— start Given information —

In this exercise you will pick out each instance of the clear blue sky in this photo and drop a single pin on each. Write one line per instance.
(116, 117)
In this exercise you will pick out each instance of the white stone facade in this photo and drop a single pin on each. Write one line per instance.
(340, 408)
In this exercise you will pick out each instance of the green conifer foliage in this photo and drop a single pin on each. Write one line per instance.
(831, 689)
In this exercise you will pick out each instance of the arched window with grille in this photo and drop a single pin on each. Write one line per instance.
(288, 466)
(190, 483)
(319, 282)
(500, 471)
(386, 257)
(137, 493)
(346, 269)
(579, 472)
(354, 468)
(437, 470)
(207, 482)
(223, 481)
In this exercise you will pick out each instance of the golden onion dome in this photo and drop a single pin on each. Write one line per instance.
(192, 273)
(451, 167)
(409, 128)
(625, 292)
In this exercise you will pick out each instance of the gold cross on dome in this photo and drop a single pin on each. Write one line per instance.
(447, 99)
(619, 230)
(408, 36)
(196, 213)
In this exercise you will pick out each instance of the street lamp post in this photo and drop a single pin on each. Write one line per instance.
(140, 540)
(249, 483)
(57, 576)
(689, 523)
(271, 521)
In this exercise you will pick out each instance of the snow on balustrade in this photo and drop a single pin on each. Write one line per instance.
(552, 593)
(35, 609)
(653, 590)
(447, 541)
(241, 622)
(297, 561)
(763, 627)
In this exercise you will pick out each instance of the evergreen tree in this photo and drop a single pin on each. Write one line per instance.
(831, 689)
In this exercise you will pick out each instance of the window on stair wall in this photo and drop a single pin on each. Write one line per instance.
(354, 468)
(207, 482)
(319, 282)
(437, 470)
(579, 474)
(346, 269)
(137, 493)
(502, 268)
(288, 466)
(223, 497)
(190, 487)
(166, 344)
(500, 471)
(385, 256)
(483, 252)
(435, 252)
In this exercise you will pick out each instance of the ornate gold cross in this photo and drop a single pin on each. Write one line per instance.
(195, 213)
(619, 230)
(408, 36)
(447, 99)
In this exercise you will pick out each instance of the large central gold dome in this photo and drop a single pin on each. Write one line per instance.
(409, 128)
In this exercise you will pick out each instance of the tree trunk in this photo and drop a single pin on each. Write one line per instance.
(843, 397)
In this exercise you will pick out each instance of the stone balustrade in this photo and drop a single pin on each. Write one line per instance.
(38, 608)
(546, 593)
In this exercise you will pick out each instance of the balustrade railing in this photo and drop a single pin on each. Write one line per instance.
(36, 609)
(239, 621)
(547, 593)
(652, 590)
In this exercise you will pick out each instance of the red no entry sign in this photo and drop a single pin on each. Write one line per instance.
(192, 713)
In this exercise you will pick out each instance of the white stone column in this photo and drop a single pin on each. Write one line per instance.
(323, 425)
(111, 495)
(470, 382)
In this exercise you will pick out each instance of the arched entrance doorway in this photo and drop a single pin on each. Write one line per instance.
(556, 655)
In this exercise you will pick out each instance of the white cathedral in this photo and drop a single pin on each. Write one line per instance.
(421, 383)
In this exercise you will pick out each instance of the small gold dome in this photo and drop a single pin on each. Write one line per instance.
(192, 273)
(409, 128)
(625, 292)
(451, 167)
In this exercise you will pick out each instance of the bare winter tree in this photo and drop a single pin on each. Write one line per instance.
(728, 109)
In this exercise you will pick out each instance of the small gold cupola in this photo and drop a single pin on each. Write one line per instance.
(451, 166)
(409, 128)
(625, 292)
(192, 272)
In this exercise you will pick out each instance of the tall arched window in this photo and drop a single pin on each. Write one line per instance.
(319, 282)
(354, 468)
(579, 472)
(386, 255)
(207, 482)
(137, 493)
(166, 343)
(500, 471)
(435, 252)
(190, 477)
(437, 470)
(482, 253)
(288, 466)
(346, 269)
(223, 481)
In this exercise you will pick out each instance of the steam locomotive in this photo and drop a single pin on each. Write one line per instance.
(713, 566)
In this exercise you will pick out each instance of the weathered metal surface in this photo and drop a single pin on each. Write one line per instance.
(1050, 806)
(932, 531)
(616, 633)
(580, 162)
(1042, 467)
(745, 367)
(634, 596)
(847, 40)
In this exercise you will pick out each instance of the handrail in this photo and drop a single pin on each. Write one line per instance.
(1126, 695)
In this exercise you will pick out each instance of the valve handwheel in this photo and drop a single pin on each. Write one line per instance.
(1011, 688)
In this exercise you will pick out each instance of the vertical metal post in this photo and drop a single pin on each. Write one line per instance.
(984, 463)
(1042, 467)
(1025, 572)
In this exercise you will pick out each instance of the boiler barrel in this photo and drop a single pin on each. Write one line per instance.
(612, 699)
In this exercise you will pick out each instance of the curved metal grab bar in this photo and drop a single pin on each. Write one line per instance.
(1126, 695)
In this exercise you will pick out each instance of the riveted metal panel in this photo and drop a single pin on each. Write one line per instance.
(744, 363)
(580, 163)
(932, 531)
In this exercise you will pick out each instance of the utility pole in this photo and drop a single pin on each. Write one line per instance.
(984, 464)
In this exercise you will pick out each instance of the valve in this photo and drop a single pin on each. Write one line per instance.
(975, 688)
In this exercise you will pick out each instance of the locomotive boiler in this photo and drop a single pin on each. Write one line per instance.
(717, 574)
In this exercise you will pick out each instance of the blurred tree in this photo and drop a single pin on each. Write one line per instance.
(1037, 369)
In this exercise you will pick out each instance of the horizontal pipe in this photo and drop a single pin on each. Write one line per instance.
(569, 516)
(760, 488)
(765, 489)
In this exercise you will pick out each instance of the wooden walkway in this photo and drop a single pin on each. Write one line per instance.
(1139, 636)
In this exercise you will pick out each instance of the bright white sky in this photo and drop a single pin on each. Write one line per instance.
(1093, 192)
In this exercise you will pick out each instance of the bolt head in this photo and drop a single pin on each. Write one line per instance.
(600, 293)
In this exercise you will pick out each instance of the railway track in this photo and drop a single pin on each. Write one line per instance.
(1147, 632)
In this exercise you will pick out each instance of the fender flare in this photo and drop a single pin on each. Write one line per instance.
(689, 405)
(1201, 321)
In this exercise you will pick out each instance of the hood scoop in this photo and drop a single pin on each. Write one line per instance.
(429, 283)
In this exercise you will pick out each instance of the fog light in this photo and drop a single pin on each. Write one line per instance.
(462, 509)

— end Given information —

Written problem. Every record above needs to be repeated word for word.

Result for this task.
In this exercise you will pick out each instance of the clear blue sky in this photo and drop a single pin on each. Write one line per instance.
(116, 117)
In this exercise you will pick out each instance of the white stone facade in this photo and drop a single pin on each. Write one line per instance.
(340, 408)
In this exercise you will pick out each instance of the green conifer foliage in this photo and drop a single pin on each. Write one line per instance.
(831, 689)
In this exercise you will pick out each instance of the arched window with grille in this photo and drop a single pin on each. Write one line per instance.
(288, 466)
(190, 483)
(319, 282)
(500, 471)
(386, 257)
(137, 493)
(346, 269)
(579, 472)
(354, 468)
(437, 470)
(207, 482)
(223, 481)
In this exercise you will pick out each instance of the golden onion dome in this photo and drop a single pin on each. Write one line per instance.
(192, 273)
(451, 167)
(409, 128)
(625, 292)
In this exercise you will pick out each instance of the gold cross on dome in this photo and drop a single pin on each. Write one line per instance.
(447, 99)
(619, 230)
(408, 36)
(196, 213)
In this exercise you will pick out each instance of the street lamp post in this photo and drop a single pin on each. Write one line per instance.
(140, 540)
(249, 483)
(57, 576)
(689, 523)
(271, 521)
In this exercise you will pick out each instance of the snow on balustrade in this photo and drop a single pin on each. Write one line per instance.
(552, 593)
(35, 609)
(653, 590)
(447, 541)
(241, 622)
(297, 561)
(763, 627)
In this exercise you will pick out each instance of the evergreen tree in this photo and drop a single pin on each. Write one line per instance.
(831, 689)
In this exercise you will pick out each instance of the window on stair wall in this photo and drop a single pin on each. Write one line per instance.
(354, 468)
(207, 482)
(319, 282)
(437, 470)
(579, 474)
(346, 269)
(137, 493)
(502, 268)
(288, 466)
(223, 497)
(190, 487)
(166, 344)
(500, 471)
(385, 256)
(483, 252)
(435, 252)
In this exercise you will pick out each instance of the ornate gold cross in this photo and drop a single pin on each. Write one line per instance.
(195, 213)
(619, 230)
(408, 36)
(447, 99)
In this exercise you will pick out each instance of the large central gold dome in this photo and drop a single pin on each. Write one line per instance.
(409, 128)
In this exercise you will pick out each instance of the tree trunk in this photo and drop a single pin on each. Write one line per instance.
(843, 397)
In this exercise you will pick out each instance of the stone balustrade in this photo and drop a single pin on each. Write one line per instance.
(38, 608)
(546, 593)
In this exercise you will pick out each instance of the balustrade railing in this photo and drop a single pin on each. Write one line per instance.
(36, 609)
(239, 621)
(547, 593)
(652, 590)
In this exercise you will pick out each instance of the red no entry sign in this photo and drop a single pin on each. Write one line per instance.
(192, 713)
In this exercise you will pick out each instance of the white stone column in this photo and drop a single pin on each. Write one line per instance.
(323, 425)
(111, 495)
(470, 382)
In this exercise you will pick out each instance of the arched entrance doorway in this photo and drop a single pin on each. Write one line per instance.
(556, 655)
In this exercise you will pick out each instance of the white cathedral in this photo and drop a single pin on each. Write one line per instance.
(421, 383)
In this exercise you will pick out each instance of the small gold dome in this photo and drop a single pin on each. Write one line per instance.
(192, 273)
(409, 128)
(625, 292)
(451, 167)
In this exercise you will pick out each instance of the bare winter tree in this photo and drop a single pin on each. Write one line per instance.
(728, 109)
In this exercise you will pick out each instance of the small gold cupola in this photo and drop a single pin on each. Write one line per instance.
(451, 166)
(409, 128)
(625, 292)
(192, 272)
In this exercise you will pick out each instance of the tall arched window in this photo and drop a single pin on each. Write one line per instance.
(319, 282)
(354, 468)
(579, 472)
(386, 255)
(207, 482)
(137, 493)
(166, 343)
(500, 471)
(435, 252)
(190, 477)
(437, 470)
(482, 253)
(288, 466)
(346, 269)
(223, 481)
In this exercise you will pick out each instance of the steam locomotive in this photo and drop a single pin on each. Write one line per instance.
(713, 566)
In this exercise you will pick out each instance of the weathered metal surface in this photo and drop a single pin on each. Write one line per instance.
(1050, 806)
(932, 531)
(616, 633)
(580, 162)
(1042, 467)
(745, 367)
(634, 596)
(847, 40)
In this exercise you will pick out each instance of the handrail in this photo and drop a single pin on each. Write one line per instance.
(1126, 695)
In this exercise you will pick out each instance of the valve handwheel in this photo and drop a single pin on each. Write one line per instance.
(1011, 688)
In this exercise you will pick out each instance of the vertical metal post in this photo and drop a single pin on each. Write one line per instance.
(984, 463)
(1042, 467)
(1025, 572)
In this exercise you will pick out each instance of the boiler barrel in this photo and drop a single pin on each. Write one line per instance.
(612, 699)
In this exercise you will pick out each instance of the curved metal grab bar in this photo and drop a single pin on each. Write one line per instance.
(1126, 695)
In this exercise you will pick out each instance of the riveted metal panel in this photo and drop a single pin on each. Write one line per instance.
(744, 363)
(580, 163)
(932, 531)
In this exercise you will pick out each instance of the utility pole in this photo and drop a single pin on each. Write one line per instance.
(984, 464)
In this exercise you will pick out each instance of the valve in this photo and drop a single pin on each. Write one line per instance.
(975, 688)
In this exercise you will pick out each instance of the locomotive boiler in this photo and drop a single pin on each. Write one line per instance.
(717, 574)
In this exercise you will pick out each instance of the blurred tree in this photo and drop a single pin on each. Write one line per instance.
(1037, 369)
In this exercise you will pick out each instance of the horizontal pipe in this photo and drop a single pin on each. Write one line per instance.
(569, 516)
(760, 488)
(765, 489)
In this exercise you will pick out each instance of the wooden walkway in this photo and drop a single pin on each. Write one line per instance.
(1139, 636)
In this exercise you will pick out each instance of the bright white sky in this photo and drop a single pin on each. Write one line per instance.
(1093, 192)
In this exercise you will pick out each instance of the bolt head in this photo and drop a single pin on each. Write one line per instance.
(600, 293)
In this exercise you will pick out each instance of the railway track in this photo and drop a single pin on each. Write one line per instance.
(1147, 632)
In this exercise you will pick out each instance of the fender flare in this photo and drop a single pin on each. Write one line per instance.
(689, 405)
(1201, 321)
In this exercise you will pick out each instance of the hood scoop in this photo and drop a single pin on each. Write one line per instance.
(429, 283)
In this exercise you will pick out each instance of the fog light in this photo and drop a single pin on each. Write one line per instance.
(462, 509)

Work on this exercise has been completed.